▸ **Try it**: Reproduce word for word the stretch of data from its beginning through the line containing "positive clicks: (402, 179)", and leave out the pictures.

-- Opening Marker --

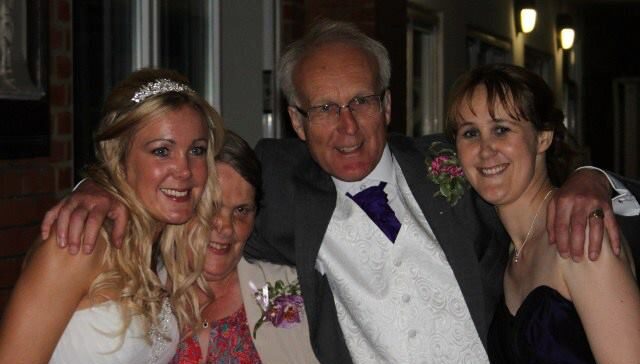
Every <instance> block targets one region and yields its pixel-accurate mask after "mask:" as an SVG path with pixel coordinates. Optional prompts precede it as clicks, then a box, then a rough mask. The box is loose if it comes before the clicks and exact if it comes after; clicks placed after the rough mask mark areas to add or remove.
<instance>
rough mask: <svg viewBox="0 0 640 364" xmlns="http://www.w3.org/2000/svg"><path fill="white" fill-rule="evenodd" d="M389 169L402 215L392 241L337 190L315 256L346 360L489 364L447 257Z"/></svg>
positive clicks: (402, 179)
mask: <svg viewBox="0 0 640 364" xmlns="http://www.w3.org/2000/svg"><path fill="white" fill-rule="evenodd" d="M394 168H395V170H396V173H395V175H396V181H395V184H396V185H397V186H398V187H397V188H398V196H399V199H400V200H401V203H402V204H403V205H404V206H405V210H406V213H403V214H399V216H397V217H398V219H399V220H400V222H401V223H402V227H401V229H400V232H399V234H398V237H397V238H396V241H395V244H392V243H391V241H390V240H389V239H388V238H387V237H386V236H385V235H384V233H383V232H382V231H381V230H380V229H379V228H378V227H377V226H376V224H375V223H374V222H373V221H371V219H370V218H369V217H368V216H367V215H366V213H365V212H364V211H362V209H361V208H360V207H359V206H358V205H357V204H356V203H355V202H353V201H352V200H351V199H350V198H348V197H347V196H345V195H343V194H340V193H338V197H337V202H336V208H335V210H334V213H333V216H332V217H331V221H330V222H329V227H328V229H327V232H326V234H325V236H324V238H323V241H322V245H321V247H320V251H319V253H318V258H317V262H316V267H317V268H318V270H319V271H320V272H322V273H323V274H326V275H327V278H328V280H329V285H330V286H331V291H332V292H333V296H334V300H335V305H336V309H337V312H338V320H339V322H340V327H341V329H342V332H343V334H344V337H345V341H346V343H347V347H348V348H349V352H350V354H351V357H352V359H353V361H354V363H487V362H488V358H487V354H486V352H485V349H484V347H483V346H482V342H481V341H480V337H479V336H478V333H477V331H476V328H475V326H474V324H473V321H472V319H471V314H470V313H469V309H468V308H467V305H466V302H465V300H464V297H463V296H462V292H461V290H460V287H459V286H458V283H457V281H456V279H455V276H454V274H453V271H452V270H451V267H450V266H449V263H448V262H447V259H446V257H445V254H444V252H443V251H442V248H441V247H440V245H439V244H438V242H437V241H436V239H435V236H434V234H433V232H432V231H431V228H430V227H429V224H428V223H427V221H426V219H425V217H424V214H423V213H422V211H421V210H420V208H419V206H418V204H417V202H416V200H415V198H414V197H413V195H412V193H411V191H410V190H409V186H408V185H407V183H406V180H405V179H404V176H403V174H402V171H401V170H400V168H399V167H398V166H397V165H396V164H395V163H394ZM425 183H427V182H426V181H425ZM396 215H398V214H397V213H396Z"/></svg>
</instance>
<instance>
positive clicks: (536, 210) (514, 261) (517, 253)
mask: <svg viewBox="0 0 640 364" xmlns="http://www.w3.org/2000/svg"><path fill="white" fill-rule="evenodd" d="M551 192H553V188H551V189H550V190H549V192H547V194H546V195H544V199H543V200H542V202H540V206H538V210H536V214H535V215H533V220H532V221H531V225H530V226H529V231H527V235H525V237H524V241H523V242H522V245H521V246H520V249H518V248H517V247H516V244H515V243H513V240H512V241H511V242H512V243H513V248H514V252H513V262H514V263H518V260H520V253H522V249H524V246H525V245H527V242H528V241H529V237H530V236H531V232H532V231H533V227H534V226H535V225H536V219H537V218H538V214H539V213H540V210H542V206H544V202H545V201H546V200H547V198H548V197H549V196H551Z"/></svg>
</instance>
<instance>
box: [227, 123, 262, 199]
mask: <svg viewBox="0 0 640 364" xmlns="http://www.w3.org/2000/svg"><path fill="white" fill-rule="evenodd" d="M216 161H217V162H223V163H227V164H228V165H230V166H231V168H233V169H234V170H235V171H236V172H238V174H239V175H240V176H242V178H244V180H245V181H247V182H249V184H250V185H251V186H253V189H254V190H255V202H256V203H257V202H258V201H260V196H261V194H262V193H261V192H262V171H261V169H260V162H259V161H258V157H257V156H256V153H255V152H254V151H253V149H251V147H250V146H249V144H248V143H247V142H246V141H245V140H244V139H242V138H241V137H240V136H239V135H238V134H236V133H234V132H232V131H231V130H229V129H227V130H225V133H224V142H223V143H222V149H221V150H220V152H219V153H218V155H216Z"/></svg>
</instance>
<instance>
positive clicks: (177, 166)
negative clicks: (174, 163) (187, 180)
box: [174, 154, 192, 179]
mask: <svg viewBox="0 0 640 364" xmlns="http://www.w3.org/2000/svg"><path fill="white" fill-rule="evenodd" d="M191 167H192V166H191V159H190V158H189V155H187V154H185V155H181V156H179V157H177V158H176V161H175V166H174V168H175V169H174V175H175V176H176V178H179V179H188V178H190V177H191V175H192V170H191Z"/></svg>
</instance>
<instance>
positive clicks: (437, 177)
mask: <svg viewBox="0 0 640 364" xmlns="http://www.w3.org/2000/svg"><path fill="white" fill-rule="evenodd" d="M429 150H430V151H431V152H432V155H434V156H435V157H427V160H426V161H425V163H426V164H427V175H428V177H429V179H430V180H431V182H433V183H435V184H437V185H438V186H440V189H439V190H438V192H436V193H435V194H434V195H433V196H434V197H436V196H442V197H444V198H445V199H446V200H447V201H448V202H449V203H450V204H451V205H452V206H454V205H455V204H456V203H458V200H460V198H462V196H463V195H464V192H465V190H466V189H467V187H468V182H467V180H466V178H464V173H463V172H462V167H460V161H459V160H458V155H457V154H456V152H455V150H453V149H451V148H447V147H444V146H443V145H442V143H440V142H434V143H433V144H431V146H430V147H429Z"/></svg>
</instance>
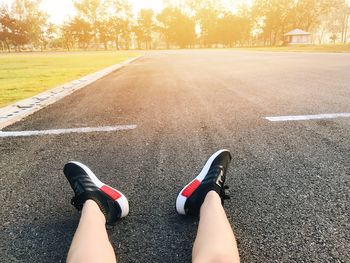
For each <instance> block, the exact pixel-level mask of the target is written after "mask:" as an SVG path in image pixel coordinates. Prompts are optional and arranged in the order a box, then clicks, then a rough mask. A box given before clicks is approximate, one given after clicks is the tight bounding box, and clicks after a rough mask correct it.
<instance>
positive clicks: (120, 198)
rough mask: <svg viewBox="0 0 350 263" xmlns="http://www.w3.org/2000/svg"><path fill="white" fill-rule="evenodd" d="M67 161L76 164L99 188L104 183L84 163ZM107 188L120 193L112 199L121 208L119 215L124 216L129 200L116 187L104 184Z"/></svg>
mask: <svg viewBox="0 0 350 263" xmlns="http://www.w3.org/2000/svg"><path fill="white" fill-rule="evenodd" d="M69 163H74V164H76V165H78V166H80V167H81V168H82V169H83V170H84V171H85V172H86V173H87V175H88V176H89V177H90V179H91V181H92V182H93V183H94V184H95V185H96V186H97V187H98V188H99V189H101V188H102V187H103V186H105V185H106V184H104V183H103V182H101V181H100V180H99V179H98V178H97V177H96V175H95V174H94V173H93V172H92V171H91V170H90V169H89V167H87V166H86V165H84V164H82V163H79V162H76V161H71V162H69ZM106 186H108V187H109V188H112V189H113V190H114V191H116V192H117V193H119V194H120V197H119V198H118V199H116V200H114V201H116V202H117V203H118V204H119V206H120V208H121V210H122V214H121V217H126V216H127V215H128V214H129V202H128V199H127V198H126V197H125V195H123V193H121V192H120V191H118V190H117V189H115V188H113V187H110V186H109V185H106ZM101 191H102V190H101ZM102 192H103V191H102Z"/></svg>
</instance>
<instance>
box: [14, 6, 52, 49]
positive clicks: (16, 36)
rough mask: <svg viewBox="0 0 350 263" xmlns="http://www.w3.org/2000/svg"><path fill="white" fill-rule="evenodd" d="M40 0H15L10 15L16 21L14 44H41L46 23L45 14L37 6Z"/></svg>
mask: <svg viewBox="0 0 350 263" xmlns="http://www.w3.org/2000/svg"><path fill="white" fill-rule="evenodd" d="M40 3H41V0H15V1H14V2H13V4H12V10H11V13H10V15H11V17H12V18H13V19H15V21H16V24H17V25H16V31H17V33H16V37H15V39H16V41H15V43H14V44H15V46H20V45H25V44H33V45H41V43H40V40H41V35H42V32H43V30H44V27H45V26H46V25H47V18H48V16H47V14H46V13H44V12H42V11H41V10H40V8H39V6H40Z"/></svg>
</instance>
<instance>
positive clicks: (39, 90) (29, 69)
mask: <svg viewBox="0 0 350 263" xmlns="http://www.w3.org/2000/svg"><path fill="white" fill-rule="evenodd" d="M135 56H137V54H136V53H131V52H119V51H106V52H104V51H99V52H71V53H69V52H61V53H60V52H47V53H23V54H18V53H17V54H0V107H3V106H6V105H9V104H11V103H13V102H15V101H18V100H21V99H25V98H29V97H31V96H34V95H36V94H38V93H40V92H43V91H45V90H48V89H51V88H53V87H55V86H57V85H60V84H64V83H66V82H69V81H72V80H74V79H77V78H80V77H82V76H85V75H87V74H89V73H92V72H95V71H98V70H100V69H103V68H105V67H108V66H111V65H113V64H117V63H119V62H121V61H124V60H127V59H129V58H132V57H135Z"/></svg>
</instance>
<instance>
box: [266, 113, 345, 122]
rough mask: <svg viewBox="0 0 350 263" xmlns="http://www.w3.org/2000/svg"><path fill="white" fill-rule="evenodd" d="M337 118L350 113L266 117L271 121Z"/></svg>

-- Closing Marker --

▸ **Result of the exercise**:
Every <instance> block targets one region and yields its pixel-accurate mask after "mask:" as an SVG path with pixel coordinates. Optional prompts precede it as clicks, then a box, then a rough mask. The box is loose if it comes before the clicks and exact if it comes after; clicks placed after the rough mask mark areas to add or remove.
<instance>
rough mask: <svg viewBox="0 0 640 364" xmlns="http://www.w3.org/2000/svg"><path fill="white" fill-rule="evenodd" d="M389 169L402 215L392 241L337 190L315 256L346 360L489 364L447 257Z"/></svg>
positive clicks: (402, 179)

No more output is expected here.